▸ **REQUIRED TASKS**
1 > In the residual network passage, what two parts make up a residual block?
2 > Print the residual network passage from "The residual network consists" up to and including "a building block.".
3 > Carry on the residual network passage from the point where it stops.

▸ **TEXT BLOCK**

_ _ _ _ _ _ _

The residual network consists of several residual blocks. The residual block equivalently maps the output of the previous layer and passes it to the next layer by shortcut connection, which is also the design idea of the residual network. As shown in Figure 3, a residual block consists of a main road and a shortcut. The main path is the original stack network, and the input x is mapped through $ℱ$ (x); In the shortcut, do the equivalent mapping to x.

Figure 3 Residual learning: a building block.

Assuming the final mapping is $ℋ$ (x), the mapping in the main path $ℱ$ (x):= $ℋ$ (x)-x, and the original mapping is recast as $ℱ$ (x)+x. What the network learns is not the $ℋ$ (x) of the complete output, but the difference between the output and the input $ℋ$ (x)-x, that is, the residual. By using shortcuts in the original stack network, the problem of gradient descent approximating to 0 caused by the multiplication of weight coefficients less than one is avoided. The reuse of original features is realized, and gradient disappearance in the network training is alleviated.

3 Proposed Approach

In this section, we give a detailed description of the proposed approach.

3.1 The Framework of the Proposed Model

The overall architecture of PLRes is shown in Figure 4, which includes the input layer, the embedding layer, the middle layer, and the output layer.

_ _ _ _ _ _ _

▸ **RAW DATA**
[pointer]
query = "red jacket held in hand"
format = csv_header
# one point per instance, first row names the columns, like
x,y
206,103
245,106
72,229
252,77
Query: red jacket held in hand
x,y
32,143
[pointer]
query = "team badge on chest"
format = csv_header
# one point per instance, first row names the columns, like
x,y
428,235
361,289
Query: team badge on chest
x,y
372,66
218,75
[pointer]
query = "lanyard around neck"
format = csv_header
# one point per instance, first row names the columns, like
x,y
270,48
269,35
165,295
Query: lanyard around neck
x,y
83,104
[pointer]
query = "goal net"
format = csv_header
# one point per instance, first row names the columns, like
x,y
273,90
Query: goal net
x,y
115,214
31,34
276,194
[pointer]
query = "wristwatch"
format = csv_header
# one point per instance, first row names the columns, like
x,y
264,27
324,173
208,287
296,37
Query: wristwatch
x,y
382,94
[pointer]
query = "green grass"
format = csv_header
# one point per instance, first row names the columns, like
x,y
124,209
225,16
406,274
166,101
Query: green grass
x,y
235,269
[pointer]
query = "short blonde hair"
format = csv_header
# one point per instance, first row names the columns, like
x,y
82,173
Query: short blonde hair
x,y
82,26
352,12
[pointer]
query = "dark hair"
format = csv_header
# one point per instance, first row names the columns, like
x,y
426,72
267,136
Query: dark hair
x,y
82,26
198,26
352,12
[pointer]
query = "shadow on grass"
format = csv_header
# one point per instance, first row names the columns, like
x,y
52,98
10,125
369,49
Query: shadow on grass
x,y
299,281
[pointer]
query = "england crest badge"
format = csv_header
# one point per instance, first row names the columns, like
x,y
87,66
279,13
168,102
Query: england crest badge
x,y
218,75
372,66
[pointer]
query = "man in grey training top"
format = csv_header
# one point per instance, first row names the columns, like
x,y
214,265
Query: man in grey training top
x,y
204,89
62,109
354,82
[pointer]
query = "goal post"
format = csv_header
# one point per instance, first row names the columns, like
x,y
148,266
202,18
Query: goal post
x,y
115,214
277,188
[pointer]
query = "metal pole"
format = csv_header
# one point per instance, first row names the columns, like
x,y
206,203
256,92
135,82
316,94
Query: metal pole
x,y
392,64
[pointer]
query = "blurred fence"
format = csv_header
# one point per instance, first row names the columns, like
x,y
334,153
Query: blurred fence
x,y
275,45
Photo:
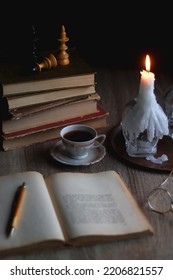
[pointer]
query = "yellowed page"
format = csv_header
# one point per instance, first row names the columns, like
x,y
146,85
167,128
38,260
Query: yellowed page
x,y
37,221
96,204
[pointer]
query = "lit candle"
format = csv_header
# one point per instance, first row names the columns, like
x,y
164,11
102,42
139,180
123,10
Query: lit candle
x,y
147,79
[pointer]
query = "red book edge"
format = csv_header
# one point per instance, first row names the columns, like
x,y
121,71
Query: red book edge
x,y
100,112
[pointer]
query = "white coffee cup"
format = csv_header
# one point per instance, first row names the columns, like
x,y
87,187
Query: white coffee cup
x,y
79,138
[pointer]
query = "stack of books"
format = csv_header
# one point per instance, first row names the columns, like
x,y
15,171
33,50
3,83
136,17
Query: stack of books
x,y
35,106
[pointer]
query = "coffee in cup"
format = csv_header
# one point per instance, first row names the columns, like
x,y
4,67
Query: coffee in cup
x,y
79,138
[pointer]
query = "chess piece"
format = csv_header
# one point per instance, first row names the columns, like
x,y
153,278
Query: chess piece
x,y
47,63
63,56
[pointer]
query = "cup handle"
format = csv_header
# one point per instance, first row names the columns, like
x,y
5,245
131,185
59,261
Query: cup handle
x,y
100,138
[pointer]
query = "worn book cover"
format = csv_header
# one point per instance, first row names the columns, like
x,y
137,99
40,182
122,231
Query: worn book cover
x,y
69,209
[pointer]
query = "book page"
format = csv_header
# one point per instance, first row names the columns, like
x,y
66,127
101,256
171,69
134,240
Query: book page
x,y
37,221
96,204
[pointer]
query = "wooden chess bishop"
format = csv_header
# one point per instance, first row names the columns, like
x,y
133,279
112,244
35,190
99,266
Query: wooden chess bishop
x,y
48,62
63,56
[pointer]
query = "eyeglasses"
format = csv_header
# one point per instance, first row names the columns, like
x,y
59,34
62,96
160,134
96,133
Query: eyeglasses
x,y
159,199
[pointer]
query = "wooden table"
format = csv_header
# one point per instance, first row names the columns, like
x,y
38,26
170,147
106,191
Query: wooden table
x,y
116,88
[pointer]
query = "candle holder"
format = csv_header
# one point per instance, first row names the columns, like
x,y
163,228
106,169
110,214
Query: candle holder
x,y
168,108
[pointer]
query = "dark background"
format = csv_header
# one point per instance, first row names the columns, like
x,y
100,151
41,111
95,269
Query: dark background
x,y
106,34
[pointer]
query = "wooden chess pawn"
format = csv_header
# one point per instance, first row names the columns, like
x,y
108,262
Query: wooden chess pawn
x,y
63,56
47,63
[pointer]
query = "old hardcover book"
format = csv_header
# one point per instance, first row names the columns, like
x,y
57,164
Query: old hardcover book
x,y
69,209
16,81
51,115
52,131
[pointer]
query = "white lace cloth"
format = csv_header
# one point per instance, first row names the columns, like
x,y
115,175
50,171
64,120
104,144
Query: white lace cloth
x,y
146,114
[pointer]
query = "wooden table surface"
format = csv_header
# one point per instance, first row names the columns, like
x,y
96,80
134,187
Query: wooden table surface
x,y
116,88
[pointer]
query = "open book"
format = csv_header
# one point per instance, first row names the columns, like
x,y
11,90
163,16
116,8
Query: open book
x,y
69,208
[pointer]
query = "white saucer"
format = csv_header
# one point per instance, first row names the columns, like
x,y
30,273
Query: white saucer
x,y
59,153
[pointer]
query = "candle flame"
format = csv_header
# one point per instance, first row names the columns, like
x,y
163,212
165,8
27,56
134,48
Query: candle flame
x,y
147,63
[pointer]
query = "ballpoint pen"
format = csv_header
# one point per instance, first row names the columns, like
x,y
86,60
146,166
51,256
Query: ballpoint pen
x,y
16,208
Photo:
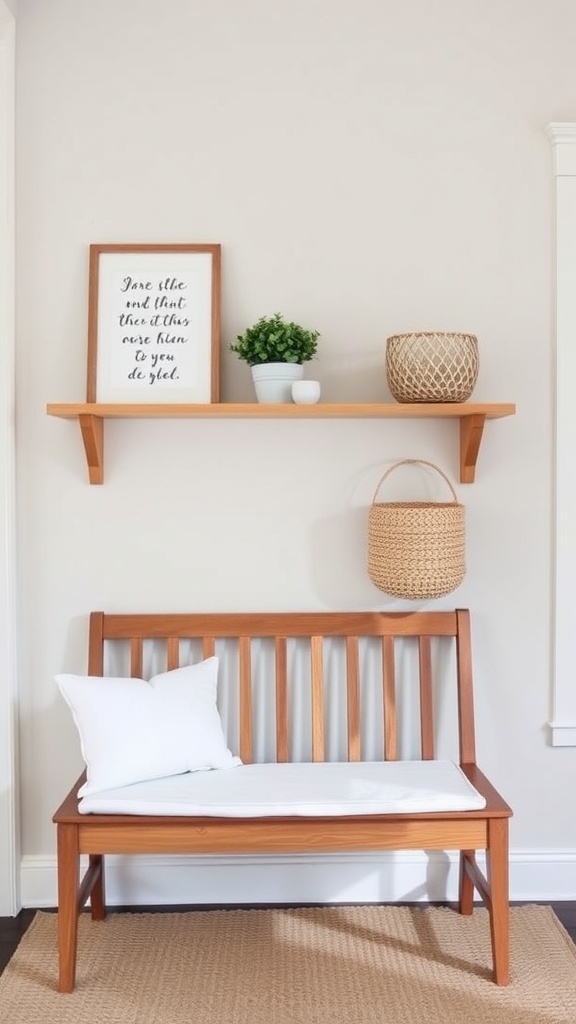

_ _ _ _ _ _ _

▸ **ANSWER LIST**
1 > A main road and a shortcut.

2 >
The residual network consists of several residual blocks. The residual block equivalently maps the output of the previous layer and passes it to the next layer by shortcut connection, which is also the design idea of the residual network. As shown in Figure 3, a residual block consists of a main road and a shortcut. The main path is the original stack network, and the input x is mapped through $ℱ$ (x); In the shortcut, do the equivalent mapping to x.

Figure 3 Residual learning: a building block.

3 >
Figure 4 The framework of the proposed model.

The process of PLRes can be expressed as: the model receives a pair of user and service characteristics(including ID, location and probability distribution) as input, then embedded the identity and location features in the high-dimensional space respectively. Next, the embedded vectors and the probability distribution are concatenated into a one-dimensional vector. PLRes learns the one-dimensional feature and finally, gives the prediction result according to the learned characteristic rule. The following subsections describe the model details. Section 3.2 and 3.3 describe the input and embedding of features respectively. Section 3.4 describes the learning process of the model. Section 3.5 describes the final prediction and output details, and Section 3.6 describes the setting of the model optimizer and loss function.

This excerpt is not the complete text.